* [PROBLEM A] In the remembrance of critic John Leonard, which essay collection contains his long piece on Underworld?
* [PROBLEM B] Continue the remembrance of critic John Leonard from where it stops.
[[ EXCERPT open ]]
What a sad day to note the passing of critic John Leonard, and what a delight to read Laura Miller's description of the good critic's prose style as "cascades". Indeed, it was his style that brought me to Leonard, the way his sentences would knowingly roam from nominal book or television reviews and would turn into parsings, investigations , deconstructions and re-assemblages of embedded in a given narrative.
Leonard's value as a critic was that he was able to sift through the generic structure of pop culture and find the motivating idea that fired up a writer's passion and informed his cadences, and he was aware as well of how the problematic nature of the venturing hero not just contending with foes and countervailing forces, but with his own vanity and doubt, elements likely as not to distract him and produce an an agonizing, satisfying drama.
He was a master of grasping what novelists were getting at--his writings on DeLillo, particularly his long piece on Underworld gathered in the essay collection When The Kissing Had to Stop , skips the postmodernist lexicon of murk and defeated deferment and instead clearly, precisely, effectively articulates DeLillo's theme and investigation of characters desiring a concrete cosmology and metaphysical certainty who yet have the dreaded sensations that everything they know is shifting, changing in quality , that their storylines now contain voices they cannot understand. Leonard, a poet himself, is among the few who went beyond the typical praise for DeLillo's prose and instead got to the poetry of it; he got to the concentric of DeLillo's fictions.
Don DeLillo benefited greatly by having a reader as probing and brilliant as Leonard, as did the readers of his reviews. I am sad this master of the critical craft is now silent.
Ah, this is sad. I corresponded and met with him back in his days at the NYTIMES. He never ran one of my reviews, but he was so sweet about it I never thought to get pissed at him.
I liked how he made a distinction between writers and academic writers and preferred the former. It mattered more to him what you wrote than your "credentials." His version of the book review was immanently more readable and exciting as a result--and the same was true for his own reviews where he was able to bring in himself, and a real world in a way that still reflected on the material under review. (Harvey Shapiro shared this with him.)
[[ EXCERPT closed ]]
[[ EXTRACTED DATA open ]]
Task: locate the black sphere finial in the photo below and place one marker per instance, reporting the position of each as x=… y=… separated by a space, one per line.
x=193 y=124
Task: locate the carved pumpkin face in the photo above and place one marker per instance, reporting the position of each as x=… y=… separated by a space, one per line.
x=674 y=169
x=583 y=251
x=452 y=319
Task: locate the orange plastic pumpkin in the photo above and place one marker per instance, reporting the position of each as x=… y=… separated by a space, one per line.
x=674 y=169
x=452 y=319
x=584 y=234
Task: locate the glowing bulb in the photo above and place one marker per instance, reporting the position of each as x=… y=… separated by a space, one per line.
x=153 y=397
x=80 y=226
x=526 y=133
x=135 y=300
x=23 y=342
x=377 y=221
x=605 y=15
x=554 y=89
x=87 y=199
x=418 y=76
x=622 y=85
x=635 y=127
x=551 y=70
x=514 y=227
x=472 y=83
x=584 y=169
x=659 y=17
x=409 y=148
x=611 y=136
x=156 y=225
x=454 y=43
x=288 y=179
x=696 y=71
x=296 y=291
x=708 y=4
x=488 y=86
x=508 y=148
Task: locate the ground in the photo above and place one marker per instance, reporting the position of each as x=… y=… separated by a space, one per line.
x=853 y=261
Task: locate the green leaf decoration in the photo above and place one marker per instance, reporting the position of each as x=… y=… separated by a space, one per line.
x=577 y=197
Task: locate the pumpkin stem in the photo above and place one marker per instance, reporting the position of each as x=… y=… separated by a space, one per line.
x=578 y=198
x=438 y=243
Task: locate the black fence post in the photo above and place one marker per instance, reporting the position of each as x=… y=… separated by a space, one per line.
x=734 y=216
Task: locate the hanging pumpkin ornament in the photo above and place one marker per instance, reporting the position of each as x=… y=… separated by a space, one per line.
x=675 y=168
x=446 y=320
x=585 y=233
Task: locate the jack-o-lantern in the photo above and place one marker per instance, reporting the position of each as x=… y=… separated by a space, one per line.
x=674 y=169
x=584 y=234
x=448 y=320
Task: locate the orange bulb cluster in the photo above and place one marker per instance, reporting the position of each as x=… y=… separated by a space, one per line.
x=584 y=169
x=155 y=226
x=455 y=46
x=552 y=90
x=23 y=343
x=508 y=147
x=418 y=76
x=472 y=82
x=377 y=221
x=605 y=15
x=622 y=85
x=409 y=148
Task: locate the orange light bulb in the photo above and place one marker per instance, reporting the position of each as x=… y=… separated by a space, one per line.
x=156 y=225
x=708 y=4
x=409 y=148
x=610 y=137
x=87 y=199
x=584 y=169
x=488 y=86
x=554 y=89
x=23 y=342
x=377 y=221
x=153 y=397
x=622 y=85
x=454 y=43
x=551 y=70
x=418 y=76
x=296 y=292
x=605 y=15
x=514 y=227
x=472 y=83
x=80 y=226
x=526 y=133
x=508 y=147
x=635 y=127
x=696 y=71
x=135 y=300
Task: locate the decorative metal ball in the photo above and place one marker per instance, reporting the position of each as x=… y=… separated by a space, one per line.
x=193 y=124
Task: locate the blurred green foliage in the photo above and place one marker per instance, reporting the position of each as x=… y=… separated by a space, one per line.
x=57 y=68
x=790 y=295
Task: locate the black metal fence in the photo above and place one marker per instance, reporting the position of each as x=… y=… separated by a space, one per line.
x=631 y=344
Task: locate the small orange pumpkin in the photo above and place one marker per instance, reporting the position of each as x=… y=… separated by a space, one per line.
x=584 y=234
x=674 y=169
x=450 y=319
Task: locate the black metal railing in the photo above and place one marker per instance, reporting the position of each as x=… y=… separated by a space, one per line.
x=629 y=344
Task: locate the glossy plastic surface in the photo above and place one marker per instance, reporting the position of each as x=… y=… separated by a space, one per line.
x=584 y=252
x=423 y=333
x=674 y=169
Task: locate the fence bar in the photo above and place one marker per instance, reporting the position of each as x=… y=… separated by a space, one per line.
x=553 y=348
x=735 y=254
[[ EXTRACTED DATA closed ]]
* [TASK RESULT A] When The Kissing Had to Stop

* [TASK RESULT B]
Today I hardly ever read the NYBOOK REVIEW, though I get it every week. Nobody takes any chances or risks; it's been "sanitized" into a production line for robots. You've got to read "between" the lines to actually gather whether or not a book is any good--or then read a review elsewhere to find out if you want to take the next step.
It's that kind of homogenization that takes over when committees and corporate minds rule--and it doesn't look like there will ever be a return to the days of John Leonard because there will never be another like him.
Just this since I already wrote about him:
http://bestiaire.typepad.com/moreau/2008/11/john-leonard-rip.html
I'm so sad to hear this news. In college in the 70's, I used to read religously his Private Lives column in the Times on Wednesdays, and tape it to my dorm room door. He was a beautiful, funny writer about small, intimate things and his musings on the business of living helped me grow up. He had a gift for precise quotation, be it from Bierce or Camus. If any of you are not familiar w/those essays, track down "Private Lives in the Imperial City" on Powells or Alibris. My heart goes out to Andrew and the rest of his family. I'm glad to hear that he lived to hear of Obama's election. This is a great loss to all of us.